Supplied text
──────

Nova Scotia’s coastline is 7,500 kilometres long.
That’s a big number — equivalent, by my calculations, to driving from Halifax to Vancouver, then turning right around and driving back to Lloydminster, on the Alberta-Saskatchewan border, before parking the car.
What’s odd is we don’t know as much as we’d like about the waters near our shore, which experts call the littoral zone.
“We call it the white ribbon,” says Tim Webster, a research scientist with the Applied Geomatics Research Group at Nova Scotia Community College’s Middleton campus.
Webster says there are good maps of the sea bottom in deeper waters further from shore, and we pretty much know the topography of the land. The area between, oddly enough, can be more of a mystery, in part because it’s too shallow for vessels to come in to map what’s below the water surface near shore.
Now, thanks to something called the topo-bathymetric light detection and ranging system, which makes it possible to map seabed topography by air, Webster is helping to fill in our gaps in knowledge.
He is also illustrating what is possible in that sweet spot where research and commerce meet.
A slew of companies — McGregor GeoScience Ltd., Acadian Seaplants Ltd., Leading Edge Geomatics Ltd., GeoNet Technologies Inc. and Nova Scotia Power Inc. — are investing in the research project.
Everyone benefits. The college gains new expertise; the partners, if all goes well, gain a competitive edge in their businesses.

──────

What to work on
a: Write out the stretch of the coastline article from "A slew of companies" through "in their businesses.".
b: For each statement, say yes or no on whether the coastline article agrees, and quote the words from it that decide: (i) Nova Scotia's coastline is 7,500 kilometers long. (ii) Vessels map the seabed in the shallow waters near shore. (iii) Nova Scotia Power Inc. is one of the companies investing in the research project.

Recorded information
──────

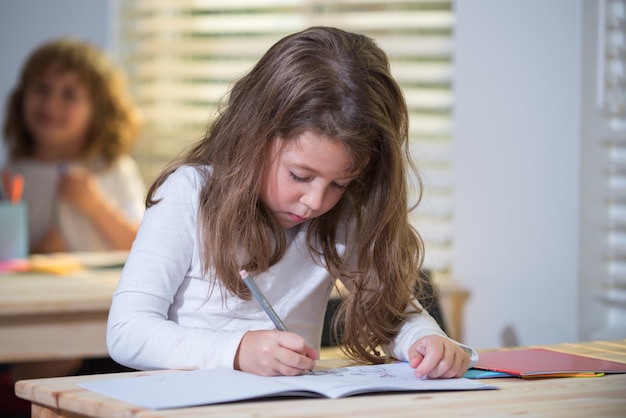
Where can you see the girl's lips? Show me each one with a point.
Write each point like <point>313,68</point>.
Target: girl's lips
<point>296,218</point>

──────

Answers to the problems
a:
A slew of companies — McGregor GeoScience Ltd., Acadian Seaplants Ltd., Leading Edge Geomatics Ltd., GeoNet Technologies Inc. and Nova Scotia Power Inc. — are investing in the research project.
Everyone benefits. The college gains new expertise; the partners, if all goes well, gain a competitive edge in their businesses.

b:
(i) Yes: "Nova Scotia’s coastline is 7,500 kilometres long."
(ii) No: "it’s too shallow for vessels to come in to map what’s below the water surface near shore."
(iii) Yes: "Nova Scotia Power Inc. — are investing in the research project."